(Beginning of SUPPLIED MATERIAL)

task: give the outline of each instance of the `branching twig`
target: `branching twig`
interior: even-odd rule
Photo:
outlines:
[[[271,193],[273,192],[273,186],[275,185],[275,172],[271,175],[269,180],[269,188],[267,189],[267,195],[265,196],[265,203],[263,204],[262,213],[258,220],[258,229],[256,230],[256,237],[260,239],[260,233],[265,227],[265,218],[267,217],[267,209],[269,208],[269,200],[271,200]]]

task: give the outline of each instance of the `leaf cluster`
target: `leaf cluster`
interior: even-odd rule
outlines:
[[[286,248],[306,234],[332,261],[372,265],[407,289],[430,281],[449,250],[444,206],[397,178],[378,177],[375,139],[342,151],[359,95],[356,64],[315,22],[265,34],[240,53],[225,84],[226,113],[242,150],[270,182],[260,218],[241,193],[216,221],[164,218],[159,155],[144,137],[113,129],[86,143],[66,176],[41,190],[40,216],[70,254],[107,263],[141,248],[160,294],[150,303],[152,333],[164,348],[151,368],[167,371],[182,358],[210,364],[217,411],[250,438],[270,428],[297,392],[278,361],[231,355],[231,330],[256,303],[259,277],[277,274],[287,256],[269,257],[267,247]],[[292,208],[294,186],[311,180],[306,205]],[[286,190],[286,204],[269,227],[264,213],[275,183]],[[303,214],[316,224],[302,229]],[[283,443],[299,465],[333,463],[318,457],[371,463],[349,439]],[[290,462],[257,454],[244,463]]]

(End of SUPPLIED MATERIAL)

* **YOUR OBJECTIVE**:
Note every line of the records that holds the word "instance", and copy it.

* **EXERCISE ANSWER**:
task: give the outline of each instance of the `branching twig`
task: give the outline of each instance of the `leaf cluster`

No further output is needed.